読む文章のうち、「個人制作の投稿作品ながら市販」を含むところから始まって「知る一助となれば幸いである。」で終わる部分を、「インタビュー」を「取材」に入れ替えてもう一度書いてください。

_読む文章_:
------------------------------

個人制作の投稿作品ながら市販品顔負けの内容。30年の時を超えた復活劇。様々なプラットフォームでの展開。「イレバン」は何かと興味深いタイトルだ。この名作はどのように生まれたのか。その秘密に迫るべく、作者・西田浩一さんに電子メールでインタビューを試みたところ、親切にも丁寧なご回答を頂くことができた。

 ここにその質問と西田さんのお答えを公開する。お答えはいずれも制作の背景を詳細に語るもので、当時の事情がうかがえる貴重なものだ。そこからは作品に込められた情熱がありありと伝わってくる。このインタビューが「イレバン」の魅力を知る一助となれば幸いである。

 本名荒井: まずは基本的なことを伺いたいとおもいます。制作時期や期間、製作人数、使用したハードやツール、デバッグやテストプレイについてなど、MSX版「スーパーイレバン」がどのような体制で作られたかについてお教えください。また、2017年にROM版を製作した際の様子も教えていただけると嬉しいです。ゲームの大部分は西田さんが作られたものとおもいますが、エンディングに協力者としてクレジットされている「ATSUSHI HIROTA」さんがどんなことを担当していたのか、個人的には気になります(笑)。

------------------------------

_用意した資料_:
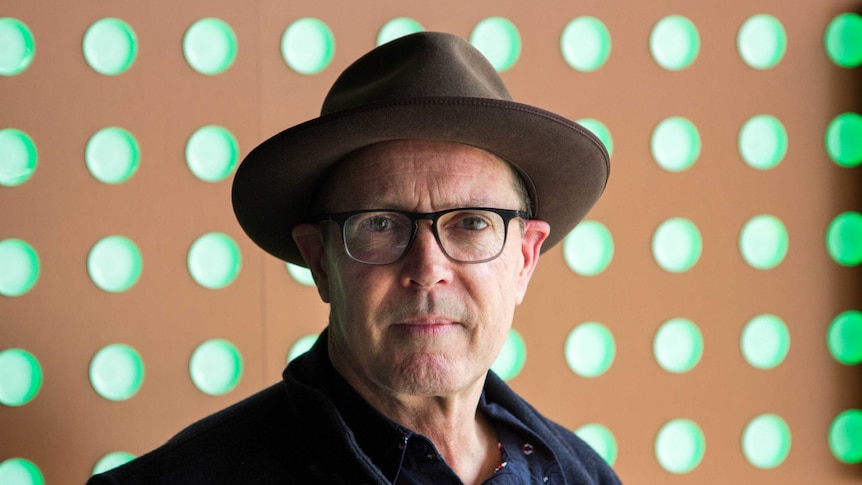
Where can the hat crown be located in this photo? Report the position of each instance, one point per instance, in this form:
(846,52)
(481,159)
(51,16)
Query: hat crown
(421,65)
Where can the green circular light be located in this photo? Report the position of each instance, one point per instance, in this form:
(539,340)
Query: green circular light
(677,245)
(112,155)
(844,338)
(763,242)
(498,40)
(110,46)
(115,264)
(674,42)
(600,439)
(680,446)
(300,274)
(20,377)
(112,460)
(843,40)
(586,44)
(18,157)
(590,349)
(763,142)
(210,46)
(600,130)
(20,471)
(398,27)
(308,46)
(512,356)
(762,41)
(844,239)
(212,153)
(766,441)
(589,248)
(216,367)
(765,341)
(301,346)
(214,260)
(117,372)
(845,436)
(678,345)
(19,267)
(17,47)
(675,144)
(844,140)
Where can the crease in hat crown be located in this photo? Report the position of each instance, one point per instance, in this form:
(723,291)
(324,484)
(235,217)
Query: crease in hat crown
(420,69)
(427,85)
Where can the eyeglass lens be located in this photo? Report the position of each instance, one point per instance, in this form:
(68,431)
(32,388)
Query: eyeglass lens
(466,235)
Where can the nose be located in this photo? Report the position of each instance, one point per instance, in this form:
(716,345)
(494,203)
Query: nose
(425,265)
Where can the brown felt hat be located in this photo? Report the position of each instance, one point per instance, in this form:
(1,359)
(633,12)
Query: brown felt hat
(431,86)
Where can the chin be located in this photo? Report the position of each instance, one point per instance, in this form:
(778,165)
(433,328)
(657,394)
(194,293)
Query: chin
(430,376)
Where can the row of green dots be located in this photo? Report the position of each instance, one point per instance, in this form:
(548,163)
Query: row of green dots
(762,142)
(677,244)
(678,345)
(112,155)
(679,446)
(117,372)
(115,263)
(210,45)
(590,348)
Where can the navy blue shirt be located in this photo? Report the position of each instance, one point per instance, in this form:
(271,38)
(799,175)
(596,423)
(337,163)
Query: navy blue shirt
(313,428)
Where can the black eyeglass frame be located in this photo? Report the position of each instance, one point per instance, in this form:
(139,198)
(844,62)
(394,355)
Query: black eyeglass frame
(506,214)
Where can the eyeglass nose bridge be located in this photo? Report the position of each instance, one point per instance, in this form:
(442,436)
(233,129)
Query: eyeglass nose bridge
(433,218)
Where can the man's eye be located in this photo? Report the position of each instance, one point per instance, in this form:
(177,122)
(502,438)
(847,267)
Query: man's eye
(473,223)
(378,223)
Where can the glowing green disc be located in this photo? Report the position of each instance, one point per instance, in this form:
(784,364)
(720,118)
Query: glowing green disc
(512,356)
(216,367)
(17,46)
(680,446)
(498,40)
(398,27)
(308,46)
(590,349)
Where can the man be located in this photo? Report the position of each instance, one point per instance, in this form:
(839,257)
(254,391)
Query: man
(420,200)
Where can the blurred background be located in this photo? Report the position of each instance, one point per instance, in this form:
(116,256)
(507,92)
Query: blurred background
(702,326)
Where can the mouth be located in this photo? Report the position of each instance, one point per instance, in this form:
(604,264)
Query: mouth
(426,326)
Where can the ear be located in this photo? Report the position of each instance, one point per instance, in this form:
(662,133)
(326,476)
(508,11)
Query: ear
(309,240)
(535,233)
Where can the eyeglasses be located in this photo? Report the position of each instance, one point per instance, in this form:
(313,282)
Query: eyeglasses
(466,235)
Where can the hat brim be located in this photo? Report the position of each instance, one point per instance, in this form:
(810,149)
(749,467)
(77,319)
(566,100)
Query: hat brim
(564,165)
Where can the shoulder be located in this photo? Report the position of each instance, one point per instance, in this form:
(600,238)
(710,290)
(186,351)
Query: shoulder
(239,441)
(576,458)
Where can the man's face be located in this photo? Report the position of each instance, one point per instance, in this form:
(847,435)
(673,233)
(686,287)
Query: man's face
(424,325)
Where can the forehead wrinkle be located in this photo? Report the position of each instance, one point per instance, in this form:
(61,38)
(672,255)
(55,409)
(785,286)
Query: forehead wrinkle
(407,175)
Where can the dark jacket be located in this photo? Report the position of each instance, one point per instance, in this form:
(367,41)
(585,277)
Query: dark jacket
(292,433)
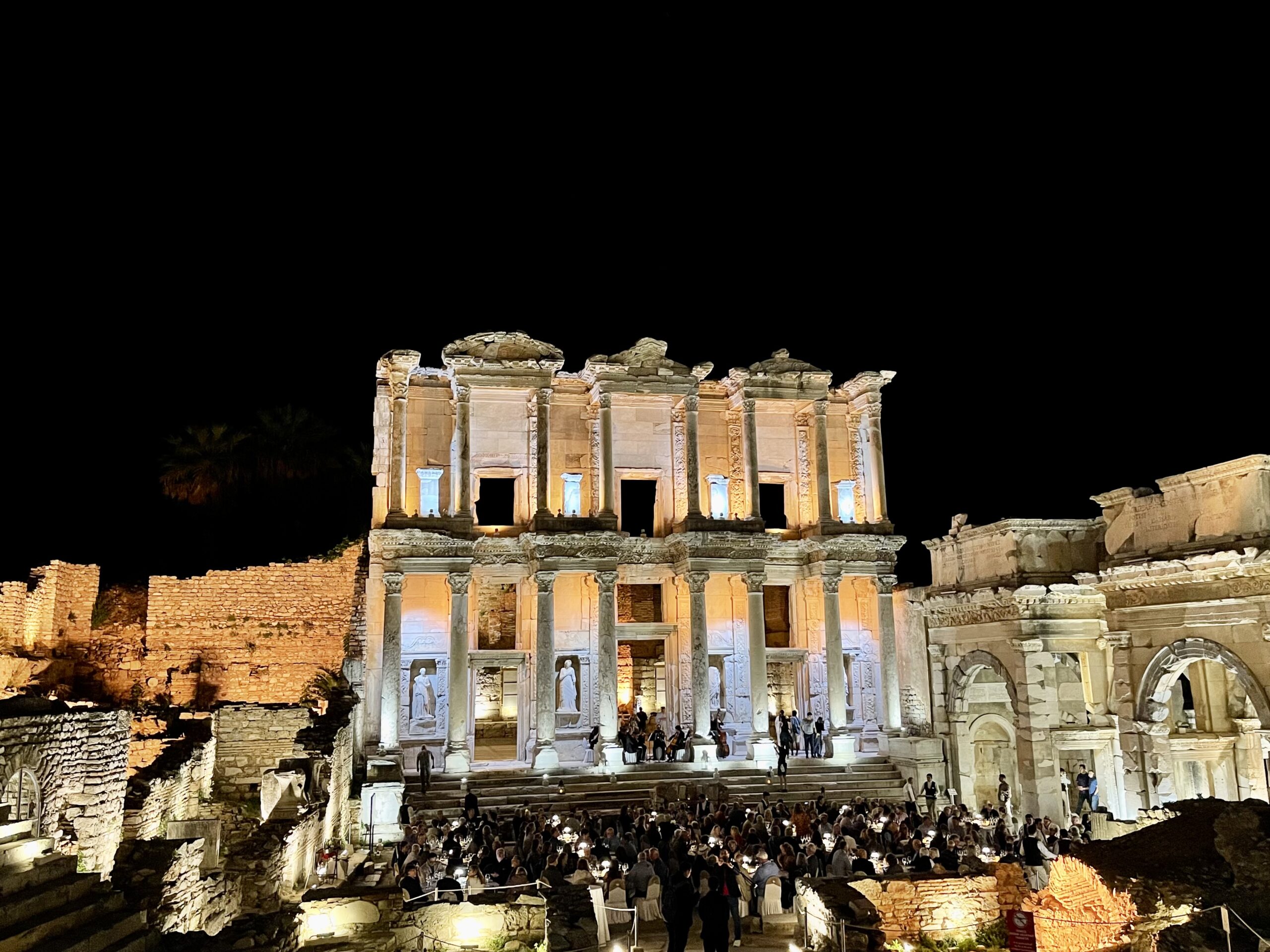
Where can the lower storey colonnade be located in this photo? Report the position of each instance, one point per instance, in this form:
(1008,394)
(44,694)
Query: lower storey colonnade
(518,667)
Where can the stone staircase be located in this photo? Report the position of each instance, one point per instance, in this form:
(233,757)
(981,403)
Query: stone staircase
(48,907)
(505,790)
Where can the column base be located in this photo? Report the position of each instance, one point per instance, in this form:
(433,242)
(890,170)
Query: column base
(705,752)
(610,756)
(545,757)
(762,752)
(459,761)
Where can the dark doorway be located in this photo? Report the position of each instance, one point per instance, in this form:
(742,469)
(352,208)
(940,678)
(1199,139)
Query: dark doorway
(639,502)
(497,503)
(771,504)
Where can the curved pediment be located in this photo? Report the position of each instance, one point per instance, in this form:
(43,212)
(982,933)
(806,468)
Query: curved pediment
(501,347)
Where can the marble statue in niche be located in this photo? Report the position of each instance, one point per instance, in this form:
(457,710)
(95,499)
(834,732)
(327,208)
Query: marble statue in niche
(568,679)
(423,697)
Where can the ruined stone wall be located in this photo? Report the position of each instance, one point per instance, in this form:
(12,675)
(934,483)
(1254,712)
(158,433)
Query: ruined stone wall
(166,879)
(169,787)
(80,761)
(930,903)
(254,635)
(54,611)
(251,739)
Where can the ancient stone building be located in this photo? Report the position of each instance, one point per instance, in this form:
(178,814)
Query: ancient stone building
(552,549)
(1137,644)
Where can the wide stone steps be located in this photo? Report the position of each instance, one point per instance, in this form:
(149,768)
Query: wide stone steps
(49,907)
(505,790)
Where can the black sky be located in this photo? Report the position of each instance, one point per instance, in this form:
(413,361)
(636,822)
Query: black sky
(1026,419)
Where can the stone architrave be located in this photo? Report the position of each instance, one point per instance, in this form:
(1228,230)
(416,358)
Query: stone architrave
(391,697)
(762,749)
(545,677)
(457,753)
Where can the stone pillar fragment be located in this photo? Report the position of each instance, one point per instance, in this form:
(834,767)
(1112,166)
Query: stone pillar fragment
(544,475)
(544,664)
(836,673)
(390,700)
(691,456)
(457,753)
(889,654)
(697,583)
(460,455)
(751,437)
(762,749)
(607,659)
(606,451)
(822,461)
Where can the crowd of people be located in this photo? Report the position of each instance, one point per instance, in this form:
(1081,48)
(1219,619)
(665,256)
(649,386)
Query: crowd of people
(709,858)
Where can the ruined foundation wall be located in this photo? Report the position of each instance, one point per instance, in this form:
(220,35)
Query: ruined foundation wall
(80,761)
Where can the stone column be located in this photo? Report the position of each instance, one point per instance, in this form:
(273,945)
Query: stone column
(606,451)
(390,700)
(762,749)
(457,754)
(691,457)
(606,582)
(889,655)
(836,674)
(700,655)
(544,665)
(750,432)
(461,456)
(544,481)
(877,473)
(822,465)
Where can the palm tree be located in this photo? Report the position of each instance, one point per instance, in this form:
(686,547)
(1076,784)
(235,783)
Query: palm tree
(203,464)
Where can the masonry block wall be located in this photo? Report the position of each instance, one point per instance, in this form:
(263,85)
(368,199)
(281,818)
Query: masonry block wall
(54,608)
(80,761)
(255,635)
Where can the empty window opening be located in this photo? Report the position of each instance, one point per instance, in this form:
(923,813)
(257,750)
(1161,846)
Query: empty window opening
(497,503)
(639,502)
(776,616)
(771,504)
(639,603)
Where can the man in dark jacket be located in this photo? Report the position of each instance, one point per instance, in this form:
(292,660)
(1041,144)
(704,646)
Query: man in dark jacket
(714,913)
(684,898)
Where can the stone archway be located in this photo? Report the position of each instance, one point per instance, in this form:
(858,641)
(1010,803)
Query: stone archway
(1171,660)
(965,673)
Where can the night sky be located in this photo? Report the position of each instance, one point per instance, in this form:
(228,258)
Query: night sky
(1023,420)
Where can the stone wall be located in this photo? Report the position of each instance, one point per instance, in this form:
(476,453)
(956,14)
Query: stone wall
(931,901)
(55,607)
(80,761)
(171,786)
(257,635)
(251,739)
(164,878)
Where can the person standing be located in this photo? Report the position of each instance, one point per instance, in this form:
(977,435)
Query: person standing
(425,765)
(1082,789)
(930,791)
(715,913)
(1004,799)
(684,899)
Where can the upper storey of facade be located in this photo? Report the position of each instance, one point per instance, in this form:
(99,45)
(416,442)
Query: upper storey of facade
(501,440)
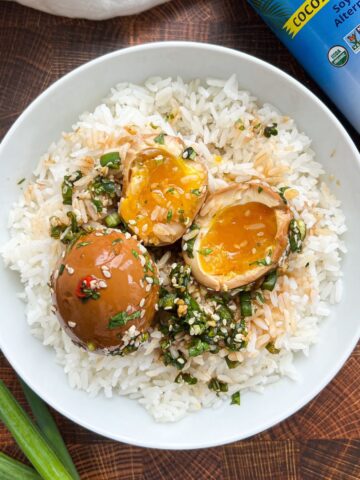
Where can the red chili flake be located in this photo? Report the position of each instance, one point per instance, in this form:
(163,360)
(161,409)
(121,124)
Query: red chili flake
(85,288)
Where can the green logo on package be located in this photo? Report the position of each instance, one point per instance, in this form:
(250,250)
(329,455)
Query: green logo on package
(353,39)
(338,56)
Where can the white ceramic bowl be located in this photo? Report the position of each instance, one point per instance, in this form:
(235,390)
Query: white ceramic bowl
(56,110)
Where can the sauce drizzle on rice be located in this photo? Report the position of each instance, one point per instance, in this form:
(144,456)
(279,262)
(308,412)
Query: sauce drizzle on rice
(218,344)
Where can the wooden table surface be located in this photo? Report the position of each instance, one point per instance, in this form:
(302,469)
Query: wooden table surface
(322,441)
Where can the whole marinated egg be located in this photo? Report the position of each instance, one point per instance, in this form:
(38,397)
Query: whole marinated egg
(239,236)
(105,289)
(164,187)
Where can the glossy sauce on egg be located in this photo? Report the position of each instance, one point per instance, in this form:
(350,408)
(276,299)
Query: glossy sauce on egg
(164,189)
(238,237)
(105,275)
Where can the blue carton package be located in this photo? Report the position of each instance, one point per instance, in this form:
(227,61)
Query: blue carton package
(324,36)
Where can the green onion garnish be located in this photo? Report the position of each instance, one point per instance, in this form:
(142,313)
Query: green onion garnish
(270,347)
(189,153)
(187,378)
(231,363)
(121,319)
(49,428)
(11,469)
(112,220)
(235,398)
(270,281)
(217,386)
(29,438)
(111,160)
(270,130)
(160,139)
(245,304)
(205,251)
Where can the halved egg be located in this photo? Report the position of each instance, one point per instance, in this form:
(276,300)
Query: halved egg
(239,235)
(164,188)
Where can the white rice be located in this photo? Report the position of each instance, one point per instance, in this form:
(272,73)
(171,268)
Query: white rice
(204,113)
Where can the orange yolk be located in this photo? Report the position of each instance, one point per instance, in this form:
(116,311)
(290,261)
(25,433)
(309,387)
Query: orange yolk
(238,236)
(162,189)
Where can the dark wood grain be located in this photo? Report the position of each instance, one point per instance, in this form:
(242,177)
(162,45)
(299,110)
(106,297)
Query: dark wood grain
(319,442)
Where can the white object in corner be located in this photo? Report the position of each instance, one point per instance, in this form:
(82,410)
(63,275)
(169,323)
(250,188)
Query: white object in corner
(92,9)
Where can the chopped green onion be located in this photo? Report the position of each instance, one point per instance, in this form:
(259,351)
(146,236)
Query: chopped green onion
(98,204)
(67,186)
(167,301)
(160,139)
(235,398)
(111,160)
(270,347)
(270,281)
(218,386)
(112,220)
(189,153)
(297,233)
(82,244)
(29,439)
(187,378)
(302,228)
(121,319)
(205,251)
(49,428)
(245,304)
(270,130)
(231,363)
(198,347)
(282,191)
(11,469)
(117,240)
(61,269)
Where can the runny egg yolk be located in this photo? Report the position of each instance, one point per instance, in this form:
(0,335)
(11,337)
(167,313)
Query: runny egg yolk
(239,237)
(162,189)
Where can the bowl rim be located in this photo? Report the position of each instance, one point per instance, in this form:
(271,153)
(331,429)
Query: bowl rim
(124,437)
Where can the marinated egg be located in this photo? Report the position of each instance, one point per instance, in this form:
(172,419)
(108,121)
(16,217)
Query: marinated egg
(239,235)
(164,187)
(105,288)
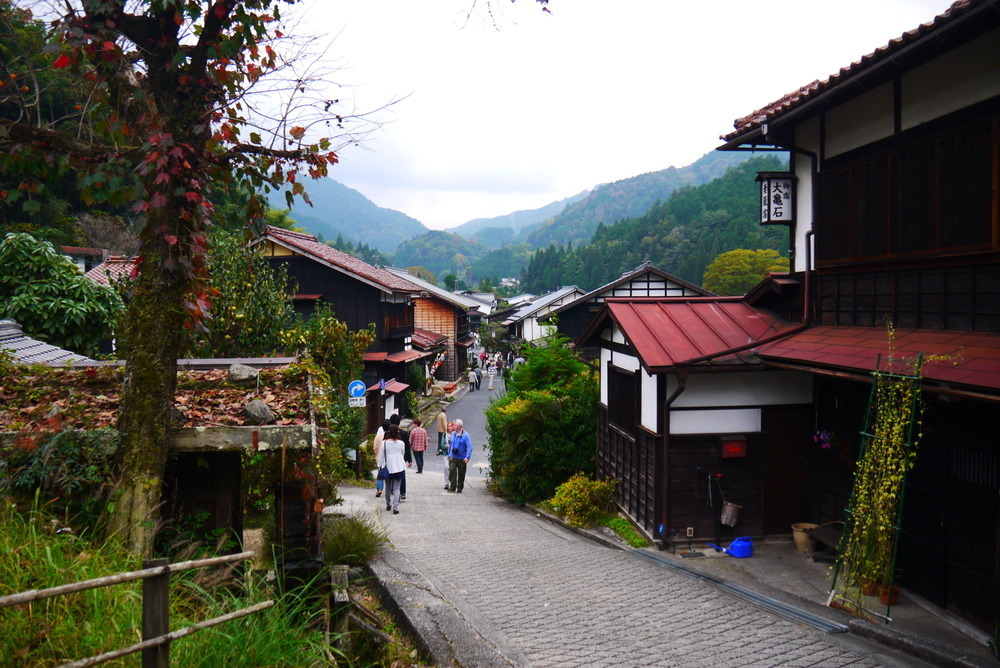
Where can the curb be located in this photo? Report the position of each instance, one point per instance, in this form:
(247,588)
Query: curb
(933,652)
(939,654)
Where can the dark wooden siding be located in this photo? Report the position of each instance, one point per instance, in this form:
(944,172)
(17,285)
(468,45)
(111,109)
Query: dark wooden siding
(692,460)
(632,462)
(354,302)
(940,297)
(930,196)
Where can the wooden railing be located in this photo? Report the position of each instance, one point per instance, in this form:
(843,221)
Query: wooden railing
(156,633)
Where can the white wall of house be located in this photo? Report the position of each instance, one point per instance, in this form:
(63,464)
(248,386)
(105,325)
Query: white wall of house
(957,79)
(727,403)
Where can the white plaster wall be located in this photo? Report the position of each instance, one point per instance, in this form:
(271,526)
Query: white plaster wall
(957,79)
(860,121)
(727,421)
(743,389)
(650,401)
(807,138)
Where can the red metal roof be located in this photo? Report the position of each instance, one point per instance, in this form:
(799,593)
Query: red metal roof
(309,246)
(406,356)
(667,333)
(392,385)
(973,358)
(817,88)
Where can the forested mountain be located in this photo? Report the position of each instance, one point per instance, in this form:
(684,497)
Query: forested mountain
(680,236)
(339,210)
(440,253)
(627,199)
(486,230)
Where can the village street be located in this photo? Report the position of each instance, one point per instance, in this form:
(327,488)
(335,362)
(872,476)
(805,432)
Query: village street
(535,594)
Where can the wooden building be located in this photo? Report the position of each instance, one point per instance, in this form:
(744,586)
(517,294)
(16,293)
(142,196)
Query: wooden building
(895,162)
(448,314)
(359,295)
(644,281)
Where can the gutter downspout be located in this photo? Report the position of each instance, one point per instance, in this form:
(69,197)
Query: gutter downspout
(664,467)
(807,297)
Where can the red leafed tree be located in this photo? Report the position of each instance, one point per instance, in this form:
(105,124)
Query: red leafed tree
(167,116)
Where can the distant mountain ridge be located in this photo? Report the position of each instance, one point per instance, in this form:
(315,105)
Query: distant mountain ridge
(517,220)
(339,210)
(628,198)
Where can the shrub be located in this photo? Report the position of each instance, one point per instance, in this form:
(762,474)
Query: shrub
(580,500)
(542,430)
(624,528)
(352,541)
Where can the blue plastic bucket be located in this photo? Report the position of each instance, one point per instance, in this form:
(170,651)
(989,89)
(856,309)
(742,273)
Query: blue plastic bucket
(741,547)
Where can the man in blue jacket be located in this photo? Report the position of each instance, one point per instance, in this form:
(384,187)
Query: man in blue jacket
(458,457)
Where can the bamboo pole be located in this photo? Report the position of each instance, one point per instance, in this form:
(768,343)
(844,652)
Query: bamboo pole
(128,576)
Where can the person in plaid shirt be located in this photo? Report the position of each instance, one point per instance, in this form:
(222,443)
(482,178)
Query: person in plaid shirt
(418,443)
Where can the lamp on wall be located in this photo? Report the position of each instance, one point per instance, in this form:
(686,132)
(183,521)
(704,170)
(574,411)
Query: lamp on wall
(777,198)
(733,447)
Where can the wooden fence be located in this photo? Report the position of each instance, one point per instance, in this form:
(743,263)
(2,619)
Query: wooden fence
(156,633)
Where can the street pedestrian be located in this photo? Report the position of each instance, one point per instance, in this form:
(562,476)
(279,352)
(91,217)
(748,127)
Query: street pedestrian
(418,443)
(447,464)
(442,425)
(393,457)
(376,448)
(460,454)
(405,437)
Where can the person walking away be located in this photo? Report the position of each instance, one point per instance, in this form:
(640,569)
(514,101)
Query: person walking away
(418,443)
(405,437)
(447,465)
(442,425)
(392,456)
(376,448)
(461,453)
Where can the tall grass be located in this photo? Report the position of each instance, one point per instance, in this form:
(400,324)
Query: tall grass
(66,628)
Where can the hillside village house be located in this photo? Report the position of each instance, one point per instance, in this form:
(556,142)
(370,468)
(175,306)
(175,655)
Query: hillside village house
(644,281)
(358,294)
(444,314)
(896,166)
(524,321)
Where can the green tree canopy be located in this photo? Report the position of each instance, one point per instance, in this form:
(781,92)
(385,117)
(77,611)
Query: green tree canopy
(49,297)
(737,271)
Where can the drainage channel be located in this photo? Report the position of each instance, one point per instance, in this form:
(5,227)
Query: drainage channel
(766,602)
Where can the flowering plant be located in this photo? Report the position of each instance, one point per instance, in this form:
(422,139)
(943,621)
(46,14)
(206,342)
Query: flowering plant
(825,438)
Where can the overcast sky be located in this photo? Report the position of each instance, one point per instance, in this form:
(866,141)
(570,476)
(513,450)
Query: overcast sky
(523,108)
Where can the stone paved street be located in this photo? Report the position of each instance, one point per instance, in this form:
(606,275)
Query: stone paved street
(544,596)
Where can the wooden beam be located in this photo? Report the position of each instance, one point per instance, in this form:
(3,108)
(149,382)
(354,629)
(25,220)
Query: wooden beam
(221,439)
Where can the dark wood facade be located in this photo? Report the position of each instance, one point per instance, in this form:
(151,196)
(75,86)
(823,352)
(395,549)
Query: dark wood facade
(353,301)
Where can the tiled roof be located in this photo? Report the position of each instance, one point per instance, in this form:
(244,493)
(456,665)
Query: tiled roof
(680,331)
(538,303)
(26,350)
(426,339)
(641,270)
(307,245)
(112,270)
(456,300)
(973,357)
(818,88)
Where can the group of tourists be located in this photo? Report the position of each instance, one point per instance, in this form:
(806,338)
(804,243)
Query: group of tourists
(397,449)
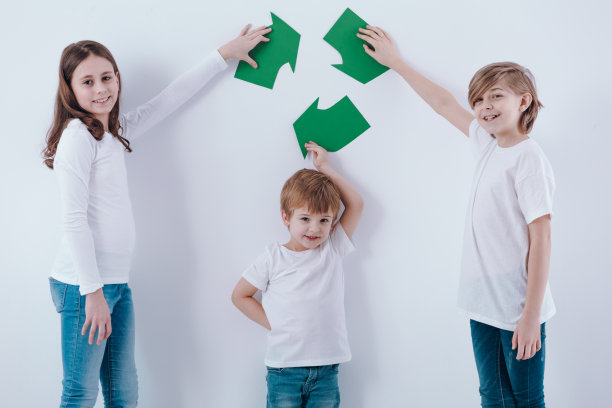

------------------------------

_練習の答え_:
個人制作の投稿作品ながら市販品顔負けの内容。30年の時を超えた復活劇。様々なプラットフォームでの展開。「イレバン」は何かと興味深いタイトルだ。この名作はどのように生まれたのか。その秘密に迫るべく、作者・西田浩一さんに電子メールで取材を試みたところ、親切にも丁寧なご回答を頂くことができた。

 ここにその質問と西田さんのお答えを公開する。お答えはいずれも制作の背景を詳細に語るもので、当時の事情がうかがえる貴重なものだ。そこからは作品に込められた情熱がありありと伝わってくる。この取材が「イレバン」の魅力を知る一助となれば幸いである。